→ PROMPT:
Write the lines of the records below as a JSON list of strings, one string per line and with blank lines omitted, starting at the line containing "For practice, label the grassy" and ending at the line containing "For practice, label the long wooden". Include no other lines.

→ AVAILABLE RECORDS:

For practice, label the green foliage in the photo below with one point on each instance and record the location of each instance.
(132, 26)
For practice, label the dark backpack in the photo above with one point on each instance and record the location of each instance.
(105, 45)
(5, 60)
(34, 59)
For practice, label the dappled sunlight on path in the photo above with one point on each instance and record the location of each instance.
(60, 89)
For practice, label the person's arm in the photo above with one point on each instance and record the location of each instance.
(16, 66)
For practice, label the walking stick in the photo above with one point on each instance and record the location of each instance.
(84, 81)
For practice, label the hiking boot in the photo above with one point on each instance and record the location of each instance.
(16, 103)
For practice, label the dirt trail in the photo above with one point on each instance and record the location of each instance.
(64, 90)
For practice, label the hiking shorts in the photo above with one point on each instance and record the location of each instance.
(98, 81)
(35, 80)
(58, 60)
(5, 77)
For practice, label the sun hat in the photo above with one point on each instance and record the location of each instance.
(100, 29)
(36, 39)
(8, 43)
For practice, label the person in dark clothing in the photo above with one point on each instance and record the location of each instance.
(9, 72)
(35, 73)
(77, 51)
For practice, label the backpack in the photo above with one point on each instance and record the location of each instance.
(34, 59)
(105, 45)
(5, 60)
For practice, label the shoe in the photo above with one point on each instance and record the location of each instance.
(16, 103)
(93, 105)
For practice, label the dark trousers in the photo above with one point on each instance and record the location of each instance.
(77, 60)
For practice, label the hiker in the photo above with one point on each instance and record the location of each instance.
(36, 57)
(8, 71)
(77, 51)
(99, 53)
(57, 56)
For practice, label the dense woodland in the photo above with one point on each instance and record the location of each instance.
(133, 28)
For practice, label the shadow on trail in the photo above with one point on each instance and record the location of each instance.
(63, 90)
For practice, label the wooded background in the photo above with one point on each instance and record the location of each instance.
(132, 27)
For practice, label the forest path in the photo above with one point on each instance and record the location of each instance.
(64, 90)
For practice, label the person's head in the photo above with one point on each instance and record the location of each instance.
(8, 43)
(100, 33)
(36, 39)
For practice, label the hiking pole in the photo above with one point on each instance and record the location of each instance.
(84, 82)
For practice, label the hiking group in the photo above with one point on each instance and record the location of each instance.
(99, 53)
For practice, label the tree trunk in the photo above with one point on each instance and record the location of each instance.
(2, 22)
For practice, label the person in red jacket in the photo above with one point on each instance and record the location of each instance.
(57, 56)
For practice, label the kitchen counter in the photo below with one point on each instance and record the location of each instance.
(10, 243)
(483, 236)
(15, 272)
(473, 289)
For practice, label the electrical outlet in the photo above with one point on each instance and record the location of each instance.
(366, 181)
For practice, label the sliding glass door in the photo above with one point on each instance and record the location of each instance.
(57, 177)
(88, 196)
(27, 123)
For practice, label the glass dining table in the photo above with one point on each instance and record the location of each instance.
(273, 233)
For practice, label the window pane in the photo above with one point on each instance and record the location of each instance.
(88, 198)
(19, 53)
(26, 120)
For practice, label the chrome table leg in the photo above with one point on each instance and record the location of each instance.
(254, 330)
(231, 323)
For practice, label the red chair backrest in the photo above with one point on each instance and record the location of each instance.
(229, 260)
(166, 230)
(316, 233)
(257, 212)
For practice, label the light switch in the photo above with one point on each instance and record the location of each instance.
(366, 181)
--
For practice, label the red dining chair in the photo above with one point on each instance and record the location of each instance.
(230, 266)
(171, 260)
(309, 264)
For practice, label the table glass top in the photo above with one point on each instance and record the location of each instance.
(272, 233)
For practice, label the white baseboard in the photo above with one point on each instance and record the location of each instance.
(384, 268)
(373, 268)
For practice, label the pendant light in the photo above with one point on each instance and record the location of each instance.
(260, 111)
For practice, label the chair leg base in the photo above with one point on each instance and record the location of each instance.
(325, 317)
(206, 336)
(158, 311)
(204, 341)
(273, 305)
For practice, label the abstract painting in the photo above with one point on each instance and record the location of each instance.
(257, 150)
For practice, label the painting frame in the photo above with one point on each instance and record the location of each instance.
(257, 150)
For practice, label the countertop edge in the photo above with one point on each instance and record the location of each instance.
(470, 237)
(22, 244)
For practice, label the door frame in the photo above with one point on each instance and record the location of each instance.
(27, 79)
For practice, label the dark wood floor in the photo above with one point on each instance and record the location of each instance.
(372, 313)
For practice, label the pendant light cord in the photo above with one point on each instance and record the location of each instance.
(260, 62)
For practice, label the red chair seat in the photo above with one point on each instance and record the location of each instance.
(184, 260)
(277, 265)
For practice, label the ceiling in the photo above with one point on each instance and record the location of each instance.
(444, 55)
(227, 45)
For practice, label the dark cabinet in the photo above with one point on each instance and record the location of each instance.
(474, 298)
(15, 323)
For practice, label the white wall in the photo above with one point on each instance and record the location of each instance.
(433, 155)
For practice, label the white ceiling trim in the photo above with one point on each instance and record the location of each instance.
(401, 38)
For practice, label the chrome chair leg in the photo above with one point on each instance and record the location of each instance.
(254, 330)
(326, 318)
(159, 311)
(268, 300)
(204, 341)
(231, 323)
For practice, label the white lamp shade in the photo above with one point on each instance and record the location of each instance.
---
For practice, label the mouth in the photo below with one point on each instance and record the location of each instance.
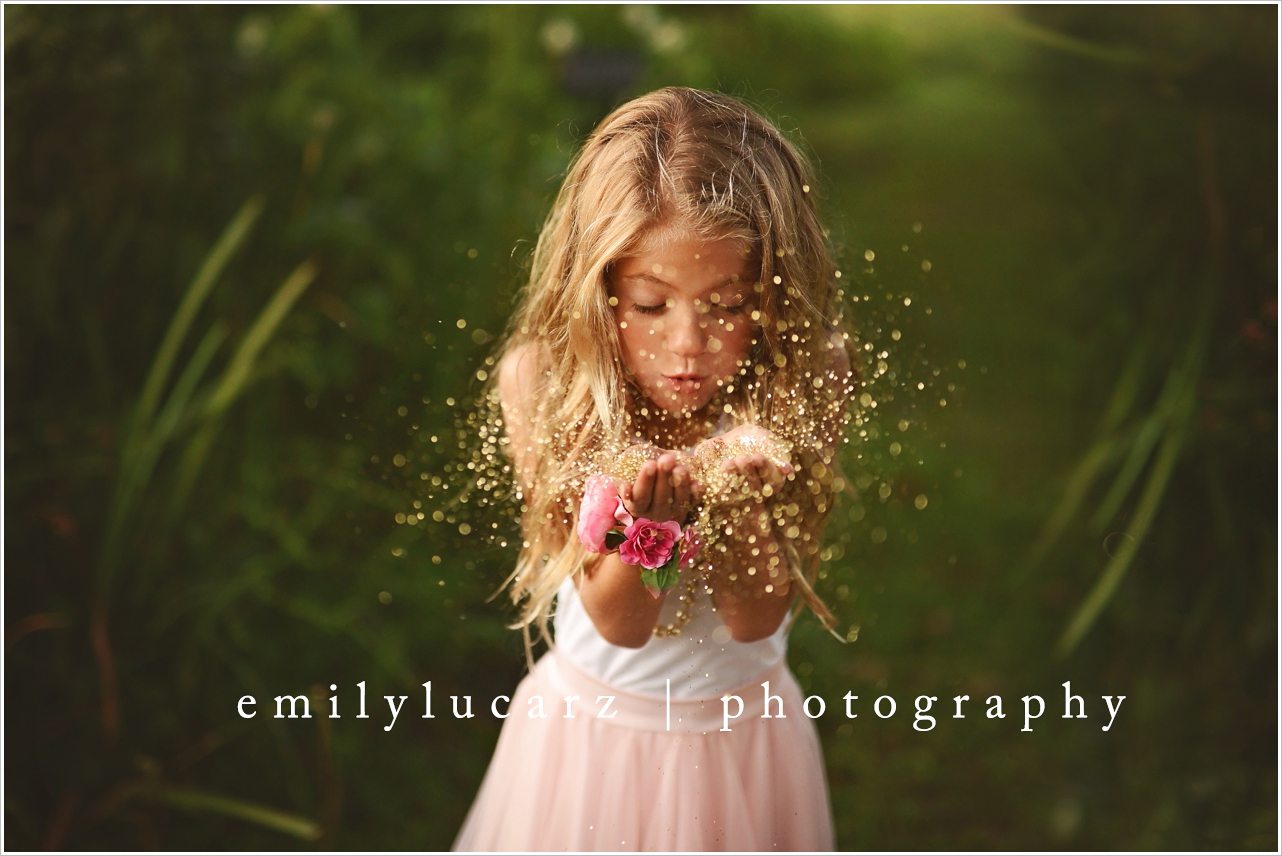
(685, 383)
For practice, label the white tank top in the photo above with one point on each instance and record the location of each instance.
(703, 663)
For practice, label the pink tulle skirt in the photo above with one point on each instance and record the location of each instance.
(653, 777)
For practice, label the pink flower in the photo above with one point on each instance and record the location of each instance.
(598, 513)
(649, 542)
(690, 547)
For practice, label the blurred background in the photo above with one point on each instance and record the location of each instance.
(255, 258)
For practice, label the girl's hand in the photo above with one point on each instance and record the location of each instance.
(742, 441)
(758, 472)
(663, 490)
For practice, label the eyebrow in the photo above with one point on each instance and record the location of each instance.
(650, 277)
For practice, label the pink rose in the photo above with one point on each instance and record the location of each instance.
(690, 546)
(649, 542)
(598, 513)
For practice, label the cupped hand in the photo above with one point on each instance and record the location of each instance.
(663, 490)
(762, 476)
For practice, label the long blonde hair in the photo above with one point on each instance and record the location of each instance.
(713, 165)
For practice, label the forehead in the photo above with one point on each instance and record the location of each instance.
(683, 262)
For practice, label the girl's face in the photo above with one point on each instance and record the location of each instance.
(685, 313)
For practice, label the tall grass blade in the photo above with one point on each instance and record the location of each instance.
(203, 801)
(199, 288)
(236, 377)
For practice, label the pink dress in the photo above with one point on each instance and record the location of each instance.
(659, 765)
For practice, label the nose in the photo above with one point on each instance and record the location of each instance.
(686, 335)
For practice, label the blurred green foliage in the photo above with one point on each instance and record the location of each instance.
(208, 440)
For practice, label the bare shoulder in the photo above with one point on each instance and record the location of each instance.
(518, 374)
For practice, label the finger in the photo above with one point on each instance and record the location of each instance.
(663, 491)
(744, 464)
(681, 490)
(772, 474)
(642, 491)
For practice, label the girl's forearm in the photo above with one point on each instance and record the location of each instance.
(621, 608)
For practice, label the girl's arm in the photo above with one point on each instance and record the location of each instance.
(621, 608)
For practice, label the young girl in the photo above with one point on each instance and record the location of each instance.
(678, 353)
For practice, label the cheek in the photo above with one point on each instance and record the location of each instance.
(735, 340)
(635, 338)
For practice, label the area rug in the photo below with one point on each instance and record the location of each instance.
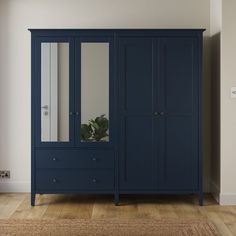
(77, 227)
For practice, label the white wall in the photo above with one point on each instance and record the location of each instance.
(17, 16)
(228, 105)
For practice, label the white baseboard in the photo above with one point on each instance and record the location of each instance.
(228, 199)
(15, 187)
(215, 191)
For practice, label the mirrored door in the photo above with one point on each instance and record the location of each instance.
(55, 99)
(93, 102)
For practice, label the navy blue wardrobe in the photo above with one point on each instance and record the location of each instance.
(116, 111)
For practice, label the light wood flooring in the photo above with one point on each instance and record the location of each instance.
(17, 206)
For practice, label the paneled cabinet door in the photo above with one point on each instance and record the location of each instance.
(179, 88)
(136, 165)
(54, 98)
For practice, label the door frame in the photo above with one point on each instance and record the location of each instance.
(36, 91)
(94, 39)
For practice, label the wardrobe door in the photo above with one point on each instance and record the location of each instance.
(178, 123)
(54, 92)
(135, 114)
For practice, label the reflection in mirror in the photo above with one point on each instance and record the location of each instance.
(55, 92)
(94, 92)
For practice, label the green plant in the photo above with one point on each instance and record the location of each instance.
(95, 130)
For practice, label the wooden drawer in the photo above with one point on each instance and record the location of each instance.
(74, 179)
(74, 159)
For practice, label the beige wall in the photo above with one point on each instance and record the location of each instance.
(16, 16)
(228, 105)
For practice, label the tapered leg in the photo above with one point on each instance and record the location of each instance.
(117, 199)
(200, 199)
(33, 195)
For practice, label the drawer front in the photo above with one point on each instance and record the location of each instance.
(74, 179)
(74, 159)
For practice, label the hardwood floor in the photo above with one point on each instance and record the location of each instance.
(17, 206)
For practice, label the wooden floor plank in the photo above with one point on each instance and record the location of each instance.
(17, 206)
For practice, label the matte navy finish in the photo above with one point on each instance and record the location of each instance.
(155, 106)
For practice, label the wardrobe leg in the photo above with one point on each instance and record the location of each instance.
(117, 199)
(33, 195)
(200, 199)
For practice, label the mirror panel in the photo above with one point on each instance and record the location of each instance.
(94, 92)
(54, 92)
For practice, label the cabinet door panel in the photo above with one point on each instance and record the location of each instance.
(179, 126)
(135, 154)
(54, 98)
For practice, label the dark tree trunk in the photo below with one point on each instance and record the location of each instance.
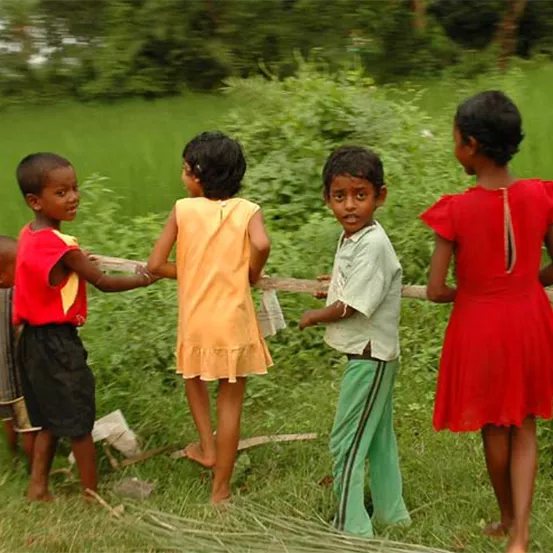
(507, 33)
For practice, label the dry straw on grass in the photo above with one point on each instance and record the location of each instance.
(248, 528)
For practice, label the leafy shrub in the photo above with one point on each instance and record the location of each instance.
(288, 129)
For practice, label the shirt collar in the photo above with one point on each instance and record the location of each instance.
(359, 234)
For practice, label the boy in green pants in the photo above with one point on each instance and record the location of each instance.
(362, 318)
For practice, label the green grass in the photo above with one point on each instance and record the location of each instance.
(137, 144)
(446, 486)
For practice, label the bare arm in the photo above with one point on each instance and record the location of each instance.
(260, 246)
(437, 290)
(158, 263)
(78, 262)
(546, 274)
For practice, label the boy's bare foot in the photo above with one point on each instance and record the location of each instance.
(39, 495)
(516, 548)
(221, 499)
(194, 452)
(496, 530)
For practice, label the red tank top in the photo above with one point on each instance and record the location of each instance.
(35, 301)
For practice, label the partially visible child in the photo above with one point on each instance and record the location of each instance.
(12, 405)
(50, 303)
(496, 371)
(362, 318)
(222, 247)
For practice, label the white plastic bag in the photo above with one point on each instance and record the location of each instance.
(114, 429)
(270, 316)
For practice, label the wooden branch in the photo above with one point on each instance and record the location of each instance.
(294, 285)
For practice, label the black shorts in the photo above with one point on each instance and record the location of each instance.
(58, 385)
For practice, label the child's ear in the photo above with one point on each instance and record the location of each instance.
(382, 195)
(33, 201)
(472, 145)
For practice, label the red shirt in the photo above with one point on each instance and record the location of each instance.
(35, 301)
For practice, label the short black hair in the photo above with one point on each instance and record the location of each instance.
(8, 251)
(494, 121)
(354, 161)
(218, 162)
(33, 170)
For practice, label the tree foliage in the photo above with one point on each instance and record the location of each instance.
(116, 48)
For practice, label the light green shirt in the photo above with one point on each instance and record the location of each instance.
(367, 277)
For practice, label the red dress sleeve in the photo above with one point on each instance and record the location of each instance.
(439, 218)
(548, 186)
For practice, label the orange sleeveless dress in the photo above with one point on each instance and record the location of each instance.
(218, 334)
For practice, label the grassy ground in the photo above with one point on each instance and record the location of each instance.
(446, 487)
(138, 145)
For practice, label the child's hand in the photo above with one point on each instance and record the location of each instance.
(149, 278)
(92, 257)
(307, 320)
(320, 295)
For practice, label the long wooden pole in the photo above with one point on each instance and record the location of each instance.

→ REPLY:
[
  "For practice, label the grassy ground in the photo above with one point on each instance and record the location of each instance.",
  "(446, 487)",
  "(138, 145)",
  "For practice, label the child's hand in the photo above with one point on each instance and record the location of each instance.",
  "(149, 278)",
  "(92, 257)",
  "(307, 320)",
  "(320, 295)",
  "For practice, label the long wooden pole in the photo above with one point on each instance and record the location of each instance."
]